Your objective:
List each line below that contains the word "golf".

Material supplied:
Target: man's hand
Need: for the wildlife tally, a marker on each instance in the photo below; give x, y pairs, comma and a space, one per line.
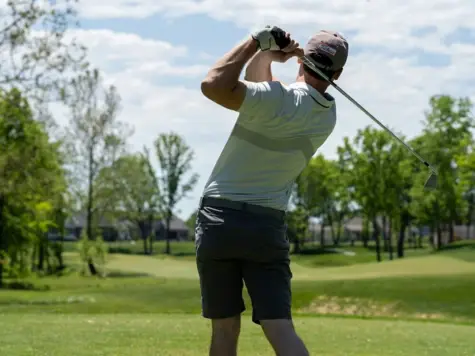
259, 69
271, 39
292, 50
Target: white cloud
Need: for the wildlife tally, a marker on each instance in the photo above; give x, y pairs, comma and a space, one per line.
394, 88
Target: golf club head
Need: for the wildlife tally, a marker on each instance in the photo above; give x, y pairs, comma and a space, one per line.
431, 182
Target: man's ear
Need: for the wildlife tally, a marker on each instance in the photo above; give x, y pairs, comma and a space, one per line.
337, 74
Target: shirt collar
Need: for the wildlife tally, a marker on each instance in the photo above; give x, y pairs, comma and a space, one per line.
325, 100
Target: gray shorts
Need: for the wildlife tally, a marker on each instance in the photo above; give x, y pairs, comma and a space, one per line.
242, 244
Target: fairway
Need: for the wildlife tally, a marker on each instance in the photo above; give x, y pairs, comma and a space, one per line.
180, 335
186, 269
150, 305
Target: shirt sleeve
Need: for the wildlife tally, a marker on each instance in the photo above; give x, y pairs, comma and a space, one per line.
262, 99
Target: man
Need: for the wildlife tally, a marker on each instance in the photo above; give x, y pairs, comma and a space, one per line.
241, 231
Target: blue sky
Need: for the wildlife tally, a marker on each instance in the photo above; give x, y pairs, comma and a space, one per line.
156, 53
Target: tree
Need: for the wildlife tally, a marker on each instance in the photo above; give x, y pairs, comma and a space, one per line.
97, 140
316, 192
297, 227
368, 155
134, 193
38, 57
448, 132
31, 180
174, 157
191, 222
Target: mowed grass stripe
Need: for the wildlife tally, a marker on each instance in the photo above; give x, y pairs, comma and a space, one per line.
167, 335
417, 266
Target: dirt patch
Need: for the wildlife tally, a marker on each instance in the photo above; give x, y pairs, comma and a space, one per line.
361, 307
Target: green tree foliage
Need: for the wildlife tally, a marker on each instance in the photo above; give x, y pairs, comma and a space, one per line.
31, 183
96, 140
131, 186
175, 179
379, 180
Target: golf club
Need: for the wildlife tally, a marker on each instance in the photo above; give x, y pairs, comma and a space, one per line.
431, 182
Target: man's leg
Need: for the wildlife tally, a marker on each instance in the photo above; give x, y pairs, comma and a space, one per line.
220, 279
221, 295
283, 338
225, 334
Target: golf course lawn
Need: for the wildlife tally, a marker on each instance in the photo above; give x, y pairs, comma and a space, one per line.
160, 334
150, 305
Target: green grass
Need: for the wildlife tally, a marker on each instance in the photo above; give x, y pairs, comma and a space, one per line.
182, 335
150, 305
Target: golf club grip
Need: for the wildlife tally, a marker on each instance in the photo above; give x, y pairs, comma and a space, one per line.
309, 62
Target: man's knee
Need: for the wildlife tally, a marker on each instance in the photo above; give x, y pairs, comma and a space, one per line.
283, 338
226, 329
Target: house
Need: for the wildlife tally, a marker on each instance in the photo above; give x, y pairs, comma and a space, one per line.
122, 229
110, 230
352, 229
178, 229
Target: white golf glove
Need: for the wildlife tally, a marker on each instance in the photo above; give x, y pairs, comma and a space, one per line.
271, 38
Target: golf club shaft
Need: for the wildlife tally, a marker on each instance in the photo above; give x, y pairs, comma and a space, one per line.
309, 62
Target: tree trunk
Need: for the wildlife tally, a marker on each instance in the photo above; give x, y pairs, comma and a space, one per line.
143, 236
3, 239
376, 236
365, 233
90, 197
332, 231
402, 235
469, 216
390, 240
41, 255
385, 234
167, 233
152, 233
322, 235
338, 232
439, 235
451, 232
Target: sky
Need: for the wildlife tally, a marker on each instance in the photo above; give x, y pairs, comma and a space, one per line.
157, 52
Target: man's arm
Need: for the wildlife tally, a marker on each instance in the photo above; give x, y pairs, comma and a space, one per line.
222, 84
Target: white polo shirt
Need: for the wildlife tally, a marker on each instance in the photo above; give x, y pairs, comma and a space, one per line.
278, 130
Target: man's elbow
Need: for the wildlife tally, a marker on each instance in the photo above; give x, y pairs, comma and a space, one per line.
209, 88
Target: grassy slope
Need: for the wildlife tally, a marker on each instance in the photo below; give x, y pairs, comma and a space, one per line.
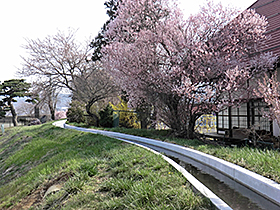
95, 172
264, 162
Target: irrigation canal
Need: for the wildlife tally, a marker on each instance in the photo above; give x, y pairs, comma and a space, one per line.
234, 194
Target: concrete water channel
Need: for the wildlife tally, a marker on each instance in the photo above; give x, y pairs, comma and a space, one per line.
224, 185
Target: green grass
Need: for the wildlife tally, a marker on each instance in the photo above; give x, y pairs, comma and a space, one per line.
94, 172
262, 161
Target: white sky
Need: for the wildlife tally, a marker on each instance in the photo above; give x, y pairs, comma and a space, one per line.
32, 19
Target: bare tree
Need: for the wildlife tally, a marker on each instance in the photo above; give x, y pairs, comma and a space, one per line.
61, 62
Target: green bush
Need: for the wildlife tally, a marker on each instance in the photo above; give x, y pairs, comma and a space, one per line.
76, 112
106, 117
127, 117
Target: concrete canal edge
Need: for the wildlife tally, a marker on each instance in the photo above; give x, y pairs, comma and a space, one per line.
259, 184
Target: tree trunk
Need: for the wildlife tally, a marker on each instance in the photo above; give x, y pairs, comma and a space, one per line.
190, 131
14, 114
88, 106
52, 111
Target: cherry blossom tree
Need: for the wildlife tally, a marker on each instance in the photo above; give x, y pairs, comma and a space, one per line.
186, 68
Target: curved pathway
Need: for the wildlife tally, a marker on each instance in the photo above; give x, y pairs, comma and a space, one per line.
259, 184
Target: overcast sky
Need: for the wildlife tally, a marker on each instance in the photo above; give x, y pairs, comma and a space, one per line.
34, 19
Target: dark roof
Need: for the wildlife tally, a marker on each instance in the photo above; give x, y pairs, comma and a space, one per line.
270, 9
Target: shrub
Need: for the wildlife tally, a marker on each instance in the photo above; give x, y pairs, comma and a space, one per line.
127, 117
106, 117
76, 112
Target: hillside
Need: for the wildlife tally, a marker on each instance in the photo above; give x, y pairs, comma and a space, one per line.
45, 167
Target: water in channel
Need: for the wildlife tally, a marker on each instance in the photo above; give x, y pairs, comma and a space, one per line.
236, 195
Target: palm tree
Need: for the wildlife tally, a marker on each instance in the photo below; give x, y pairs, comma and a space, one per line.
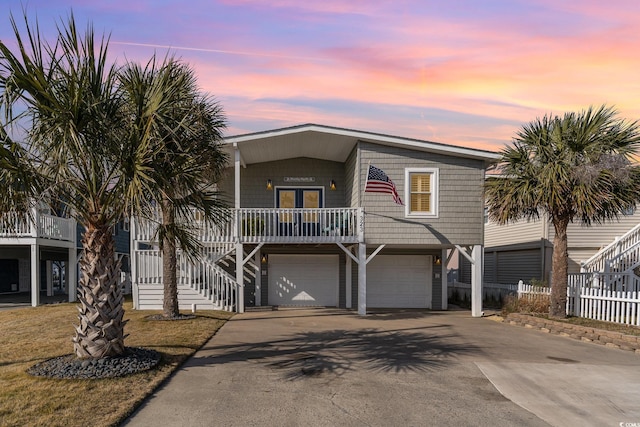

Response below:
Target: golf club head
Target: golf club
Target: golf course lawn
Target: golf club grip
Target: white golf glove
Target: golf club shaft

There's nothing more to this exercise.